**AIM OF THE EXERCISE**
In full and without deviation, reproduce the records that follow.

**DATA IN THIS EXERCISE**
########################################

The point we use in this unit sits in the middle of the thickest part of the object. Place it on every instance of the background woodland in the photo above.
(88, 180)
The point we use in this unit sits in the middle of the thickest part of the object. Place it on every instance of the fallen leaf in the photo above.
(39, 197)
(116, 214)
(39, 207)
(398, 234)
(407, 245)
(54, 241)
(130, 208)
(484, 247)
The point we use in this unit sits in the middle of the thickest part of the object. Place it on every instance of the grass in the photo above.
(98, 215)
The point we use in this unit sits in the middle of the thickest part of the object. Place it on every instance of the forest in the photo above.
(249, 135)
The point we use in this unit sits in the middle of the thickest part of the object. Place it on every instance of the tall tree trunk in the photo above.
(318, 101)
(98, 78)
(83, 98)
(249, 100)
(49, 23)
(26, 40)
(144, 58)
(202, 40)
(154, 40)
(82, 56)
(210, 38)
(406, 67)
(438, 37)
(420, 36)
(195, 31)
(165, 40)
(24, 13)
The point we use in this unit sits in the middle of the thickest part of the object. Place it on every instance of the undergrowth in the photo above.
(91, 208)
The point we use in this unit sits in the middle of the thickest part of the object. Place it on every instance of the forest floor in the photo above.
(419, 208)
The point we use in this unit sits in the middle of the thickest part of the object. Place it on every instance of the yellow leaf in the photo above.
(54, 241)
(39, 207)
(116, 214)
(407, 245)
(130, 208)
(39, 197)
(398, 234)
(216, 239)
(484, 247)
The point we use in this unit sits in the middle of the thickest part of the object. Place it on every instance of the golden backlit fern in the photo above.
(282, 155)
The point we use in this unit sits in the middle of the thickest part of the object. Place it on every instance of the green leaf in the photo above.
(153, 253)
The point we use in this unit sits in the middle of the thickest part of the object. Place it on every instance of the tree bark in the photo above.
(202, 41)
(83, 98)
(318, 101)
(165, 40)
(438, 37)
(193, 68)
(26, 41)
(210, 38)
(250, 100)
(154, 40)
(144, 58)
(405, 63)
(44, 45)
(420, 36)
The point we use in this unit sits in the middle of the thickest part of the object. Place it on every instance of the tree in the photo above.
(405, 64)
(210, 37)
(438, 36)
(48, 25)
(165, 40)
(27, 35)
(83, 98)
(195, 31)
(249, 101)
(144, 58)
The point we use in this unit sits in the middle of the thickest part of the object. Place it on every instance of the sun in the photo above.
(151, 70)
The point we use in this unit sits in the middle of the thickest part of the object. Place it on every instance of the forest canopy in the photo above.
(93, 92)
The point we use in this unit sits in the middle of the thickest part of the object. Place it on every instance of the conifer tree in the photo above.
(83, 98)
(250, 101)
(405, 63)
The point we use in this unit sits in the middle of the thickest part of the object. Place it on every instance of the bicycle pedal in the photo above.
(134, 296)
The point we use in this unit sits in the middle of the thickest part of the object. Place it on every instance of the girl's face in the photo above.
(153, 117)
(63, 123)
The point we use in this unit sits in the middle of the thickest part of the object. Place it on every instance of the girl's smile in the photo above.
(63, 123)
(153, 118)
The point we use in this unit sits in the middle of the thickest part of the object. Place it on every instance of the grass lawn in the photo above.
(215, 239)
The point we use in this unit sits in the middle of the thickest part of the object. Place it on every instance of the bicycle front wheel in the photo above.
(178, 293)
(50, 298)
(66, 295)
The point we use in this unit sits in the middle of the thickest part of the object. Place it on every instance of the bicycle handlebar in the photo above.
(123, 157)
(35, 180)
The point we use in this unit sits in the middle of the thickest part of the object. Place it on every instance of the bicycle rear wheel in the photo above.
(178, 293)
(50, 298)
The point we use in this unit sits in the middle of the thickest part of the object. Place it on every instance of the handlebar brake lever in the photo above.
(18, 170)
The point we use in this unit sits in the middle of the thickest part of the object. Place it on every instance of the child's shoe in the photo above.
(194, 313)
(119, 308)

########################################

**RESULT OF THIS TASK**
The point we use in this unit sits in the middle of the thickest part of the object. Place it on every instance of the background woodland in the photo above.
(88, 180)
The point we use in this unit sits in the middle of the thickest part of the object. Place it on every instance of the fallen leaf in the photo above.
(39, 197)
(116, 214)
(39, 207)
(398, 234)
(407, 245)
(54, 241)
(130, 208)
(484, 247)
The point we use in this unit sits in the middle of the thickest part of the object. Place it on every instance of the grass in the photo above.
(98, 215)
The point we use in this unit sits in the middle of the thickest part of the object. Place it on every instance of the forest in the photo above.
(249, 135)
The point we use in this unit sits in the middle of the thickest part of the object. Place it on every instance of the tall tree trunk in the photo above.
(318, 101)
(98, 78)
(83, 98)
(249, 100)
(49, 23)
(26, 40)
(144, 58)
(202, 40)
(154, 40)
(82, 56)
(210, 38)
(406, 67)
(438, 37)
(420, 36)
(195, 31)
(165, 40)
(24, 13)
The point we use in this unit sits in the middle of the thickest part of the object. Place it on every instance of the undergrowth in the photo above.
(91, 208)
The point we use in this unit sits in the middle of the thickest part of the object. Place it on every instance of the forest floor in the photo above.
(419, 208)
The point we use in this unit sits in the middle of the thickest part of the object. Place it on every instance of the yellow leaf in the photo above.
(54, 241)
(39, 207)
(116, 214)
(407, 245)
(130, 208)
(39, 197)
(398, 234)
(216, 239)
(484, 247)
The point we use in this unit sits in the middle of the thickest part of the object. Place it on every instance of the golden backlit fern in the photo above.
(282, 155)
The point we use in this unit sits in the middle of the thickest part of the object. Place it on every instance of the green leaf in the photo above.
(153, 253)
The point we use in this unit sits in the middle of the thickest part of the object. Place it on every instance of the tree bark in the photo above.
(202, 41)
(83, 98)
(318, 101)
(165, 40)
(438, 37)
(193, 68)
(26, 41)
(210, 38)
(250, 100)
(154, 40)
(144, 58)
(405, 63)
(44, 45)
(420, 36)
The point we use in this unit sits in the middle of the thickest part of the object. Place it on every instance of the tree in the photo above.
(405, 64)
(210, 37)
(438, 36)
(48, 25)
(165, 40)
(27, 35)
(83, 98)
(195, 31)
(249, 101)
(144, 58)
The point we use in this unit sits in the middle of the thickest part of the object. Place it on every instance of the sun in the photo above.
(151, 70)
The point we use in this unit sits in the middle of the thickest part of the object. Place it on every instance of the forest canopy in the photo above.
(93, 92)
The point we use in this unit sits in the middle of the thickest part of the object. Place it on every instance of the conifer tree in the photo above.
(83, 98)
(250, 101)
(405, 63)
The point we use in this unit sits in the middle of the thickest part of the object. Place it on every instance of the bicycle pedal in the photo above.
(134, 296)
The point we use in this unit sits in the middle of the thickest part of the object. Place it on every instance of the girl's face in the photo above.
(153, 117)
(63, 123)
The point we use in this unit sits in the middle of the thickest part of the object. Place it on every instance of the girl's smile in the photo above.
(63, 123)
(153, 118)
The point we use in this unit sits in the middle of the thickest part of the object. Place it on every instance of the grass lawn in the photo above.
(215, 239)
The point we use in this unit sits in the middle of the thickest part of the object. Place it on every instance of the bicycle front wheel in the photo above.
(178, 293)
(50, 298)
(66, 295)
The point we use in this unit sits in the middle of the thickest part of the object. Place it on every instance of the bicycle handlebar in the photo above.
(123, 157)
(35, 180)
The point we use in this unit sits in the middle of the thickest part of the object. Place it on every instance of the bicycle rear wheel in the photo above.
(178, 293)
(50, 298)
The point we use in this unit sits in the middle of the thickest part of the object. Place it on every instance of the handlebar brake lever in the photo above.
(18, 170)
The point we use in this unit sits in the middle of the thickest part of the object. Place it on every instance of the child's shoe in the photo above.
(194, 313)
(119, 308)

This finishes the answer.